# Requirement:
Answer these questions from the nifi-api package description.
(a) Which license is the package released under?
(b) What is the minimum Python version the package requires?
(c) What is turned on once all the flowfiles are registered in the outcoming connection?

Metadata-Version: 2.1
Name: nifi-api
Version: 0.0.4
Summary: Scripts for the NIFI API
Home-page: https://github.com/kikejimenez/nifi_rest/tree/main/
Author: kikejimenez
Author-email: physieira@gmail.com
License: Apache Software License 2.0
Keywords: nifi cloudera requests python
Platform: UNKNOWN
Classifier: Development Status :: 3 - Alpha
Classifier: Intended Audience :: Developers
Classifier: Natural Language :: English
Classifier: Programming Language :: Python :: 3.6
Classifier: Programming Language :: Python :: 3.7
Classifier: Programming Language :: Python :: 3.8
Classifier: License :: OSI Approved :: Apache Software License
Requires-Python: >=3.6
Description-Content-Type: text/markdown
Requires-Dist: requests (>=2.25.1)

# NIFI REST API
> Automates the Nifi dataflows 


Dataflows can be fully automated using the Nifi API. This project taps and un-taps a dataflow by tracking the incoming/outgoing flowfiles. 

More specifically, it turns on an *initial processor* and records the flowfiles generated by inspecting an *incoming connection*. After this, a *middle processor* is turned on. When all the flowfiles are registered in a *outcoming connection*, a *final processor* is turned on. Before finishing, it returns the pipeline to its initial state.

## What is automated?

The following example represents  the actions on the dataflow that get automated by the **nifi_api** library.

# Dataset section:

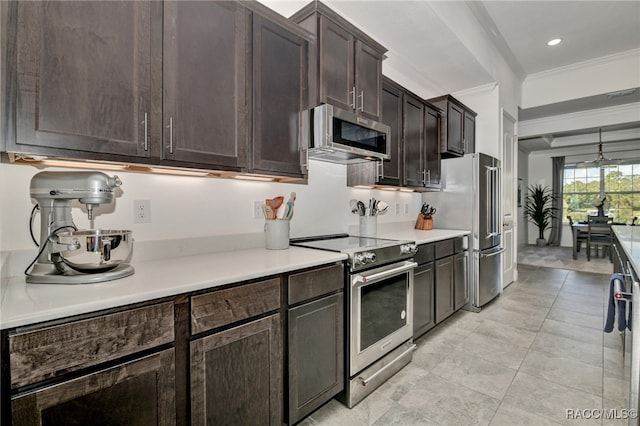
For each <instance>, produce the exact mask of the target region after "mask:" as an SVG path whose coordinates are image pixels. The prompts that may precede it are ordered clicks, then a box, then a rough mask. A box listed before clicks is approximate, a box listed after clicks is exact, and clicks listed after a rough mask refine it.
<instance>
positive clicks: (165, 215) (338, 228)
mask: <svg viewBox="0 0 640 426" xmlns="http://www.w3.org/2000/svg"><path fill="white" fill-rule="evenodd" d="M47 170H50V171H64V170H71V169H64V168H53V167H52V168H47ZM75 170H79V169H75ZM39 171H41V170H40V169H37V168H35V167H33V166H28V165H17V164H6V163H3V164H0V183H1V188H2V190H1V191H0V252H7V251H16V250H26V249H33V250H35V247H34V244H33V242H32V241H31V238H30V236H29V230H28V222H29V214H30V212H31V209H32V208H33V206H34V202H33V201H32V200H31V198H30V196H29V184H30V181H31V178H32V177H33V175H35V174H36V173H38V172H39ZM105 173H106V174H108V175H114V174H115V175H118V176H119V177H120V179H121V180H122V186H121V187H120V188H119V190H118V193H117V197H116V200H115V202H114V204H112V205H110V206H101V207H100V208H98V209H96V210H95V211H94V214H95V222H94V227H95V228H102V229H128V230H131V231H133V236H134V239H135V240H136V241H137V242H142V241H156V240H169V239H182V238H193V237H203V236H216V235H230V234H246V233H256V232H262V231H263V228H264V219H254V217H253V204H254V201H257V200H262V201H264V199H265V198H273V197H275V196H277V195H283V196H284V197H285V200H286V199H288V198H289V194H290V193H291V192H292V191H295V192H296V194H297V199H296V204H295V215H294V217H293V219H292V221H291V236H292V237H295V236H306V235H315V234H327V233H337V232H347V231H348V228H349V226H354V225H357V224H358V217H357V216H356V215H353V214H351V212H350V207H349V200H350V199H351V198H357V199H359V200H362V201H365V202H366V201H367V200H368V199H369V198H371V197H375V198H376V199H380V200H383V201H385V202H387V203H388V204H389V211H388V213H387V214H386V215H384V216H380V217H379V218H378V220H379V222H380V223H386V222H402V221H407V220H414V219H415V217H416V215H417V214H418V212H419V210H420V204H421V196H420V194H418V193H408V192H399V191H381V190H367V189H354V188H349V187H347V186H346V166H344V165H340V164H332V163H326V162H320V161H314V160H312V161H310V171H309V182H308V185H300V184H286V183H268V182H253V181H241V180H234V179H216V178H200V177H190V176H173V175H159V174H143V173H132V172H122V171H106V172H105ZM134 200H150V202H151V223H145V224H137V223H134V213H133V211H134V210H133V207H134ZM396 206H397V207H398V210H399V213H398V214H396ZM405 211H406V212H407V213H405ZM72 213H73V217H74V221H75V223H76V225H77V226H78V227H79V228H89V221H88V220H87V215H86V210H84V209H81V205H80V204H79V203H78V204H76V206H75V207H74V208H73V212H72ZM39 220H40V218H39V216H37V217H36V220H35V224H34V231H35V232H36V237H37V236H38V235H39V234H38V232H39Z"/></svg>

# Solved exercise:
(a) Apache Software License 2.0
(b) Python 3.6
(c) A final processor